CONSIGNES
[a] D'après le texte sur la crise politique à Madagascar, à quel rang les Nations unies placent-elles la Grande Île selon l'indice de développement humain ?
[b] Poursuivez le texte sur la crise politique à Madagascar à la suite de sa dernière phrase.

TEXTE FOURNI
Le 17 mars 2009, le président Ravalomanana est contraint, sous la pression de la rue et d'une très large coalition politique formée autour du maire de Tananarive, de remettre son pouvoir à un directoire militaire. Le 21 mars 2009, Andry Rajoelina prête serment et devient le président de la Haute autorité de transition (HAT). Plusieurs mois de négociations, essentiellement sous l'égide de l'Union africaine, commencent alors entre les « quatre mouvances » : celle d'Andry Rajoelina et celles des trois anciens présidents, Ravalomanana (en exil), Zafy et Ratsiraka. Un accord est finalement trouvé à Maputo, en août 2009, lequel doit déboucher sur la formation d'un gouvernement consensuel rassemblant les quatre tendances. Mais l'accord fait long feu, et ce qui était conçu comme une solution provisoire s'installe peu à peu dans la durée. Reconnu par un nombre croissant d'États non occidentaux, le pouvoir de la HAT reste cependant sous la pression de l'Union européenne, des États-Unis et de l'Union africaine.Cette instabilité politique chronique s'ajoute à une situation sociale dramatique. Madagascar est, en effet, l'un des pays les plus pauvres de la planète. Selon la Banque mondiale (1), le revenu par habitant dépasse à peine les 400 dollars et près des deux tiers des ménages vivent en dessous du seuil de pauvreté. Les Nations unies situent la Grande Île au 145e rang sur 185 en termes d'indice de développement humain. La mortalité des enfants de moins de 5 ans est en moyenne 23 fois plus élevée qu'en Corée du Sud et 10 fois plus qu'en Malaisie. Seuls 2 % de la population sont connectés au réseau électrique et moins de la moitié des ménages de la capitale accèdent à l'eau potable alors qu'ils étaient 65 % à en disposer en 2005. Non seulement Madagascar ne s'est pas développé depuis le début des années 1980, mais la pauvreté progresse et l'écart se creuse avec de nombreux pays du continent africain. Il incombe au nouveau président ainsi qu'aux principaux bailleurs de fonds occidentaux de donner au pouvoir une légitimité et une pérennité suffisantes pour lui permettre de relever le défi du développement.
Pour la première fois, M. Rajoelina s'explique en profondeur sur les causes du blocage actuel et éclaire son projet politique pour Madagascar.
A. C. Aymeric Chauprade - Monsieur le Président, Madagascar est-il un pays isolé comme le soutiennent nombre d'observateurs occidentaux ?
Andry Rajoelina - Madagascar n'est pas un pays isolé ; c'est un pays en transition, donc provisoirement en dehors de la légalité constitutionnelle. Ceux qui font pression sur le pouvoir malgache ne semblent rien voir des grands pas que nous accomplissons vers un retour à l'ordre constitutionnel.

LIGNES PRÉSENTÉES
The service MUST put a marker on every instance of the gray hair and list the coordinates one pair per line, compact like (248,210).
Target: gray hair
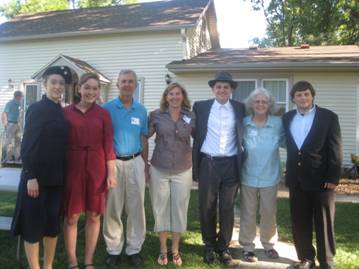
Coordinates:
(260,91)
(128,71)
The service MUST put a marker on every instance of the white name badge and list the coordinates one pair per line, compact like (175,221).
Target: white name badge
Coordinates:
(135,121)
(186,119)
(253,133)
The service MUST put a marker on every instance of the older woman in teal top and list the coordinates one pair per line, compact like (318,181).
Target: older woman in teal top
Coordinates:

RÉPONSES AUX CONSIGNES
[a] Au 145e rang sur 185.

[b]
Je ne suis pas arrivé seul à la tête de l'État. Ce sont les citoyens malgaches, avec le soutien d'une grande partie des élus et des militaires, qui ont contraint le dictateur au départ. C'est ce vaste mouvement populaire qui m'a porté. Bien sûr, la méthode n'est peut-être pas tout à fait conforme à l'esprit de la constitution. Mais lorsqu'il s'agit de faire tomber un pouvoir qui lui-même n'est plus conforme, depuis longtemps, à la constitution, on peut vous reconnaître des circonstances atténuantes ! En tout cas, il est étonnant de recevoir des leçons de morale de la part de nations qui prétendent abattre des dictatures pour installer à leur place des démocraties ! Nous, Malgaches, nous nous sommes débarrassés nous-mêmes de la dictature, sans l'aide de l'extérieur. Ne serait-ce pas par hasard ce que l'on nous reproche ?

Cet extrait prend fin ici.